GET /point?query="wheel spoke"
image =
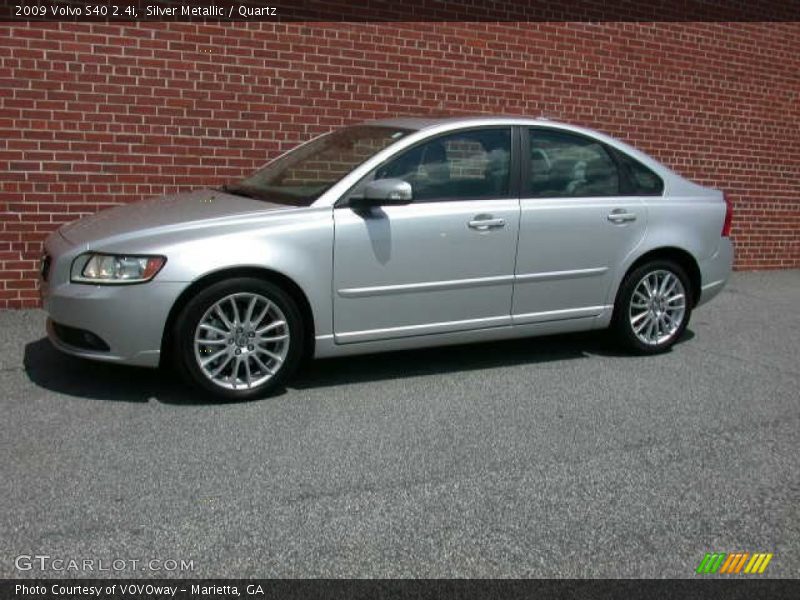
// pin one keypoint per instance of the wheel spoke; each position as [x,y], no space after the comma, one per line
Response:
[270,327]
[214,357]
[236,318]
[213,329]
[272,355]
[270,340]
[255,322]
[247,370]
[643,324]
[250,307]
[261,364]
[221,314]
[666,281]
[207,342]
[219,368]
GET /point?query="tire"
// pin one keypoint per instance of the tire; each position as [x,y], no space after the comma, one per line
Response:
[253,357]
[650,323]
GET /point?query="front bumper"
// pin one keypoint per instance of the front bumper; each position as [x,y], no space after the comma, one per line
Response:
[715,272]
[130,319]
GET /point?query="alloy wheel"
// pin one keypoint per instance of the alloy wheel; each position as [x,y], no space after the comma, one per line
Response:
[241,341]
[657,307]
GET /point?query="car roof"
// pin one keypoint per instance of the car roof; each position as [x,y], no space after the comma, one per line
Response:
[420,123]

++++++

> Problem to work on:
Lines with the word "query": report how many there are in the entries, as a bare number.

> Output:
5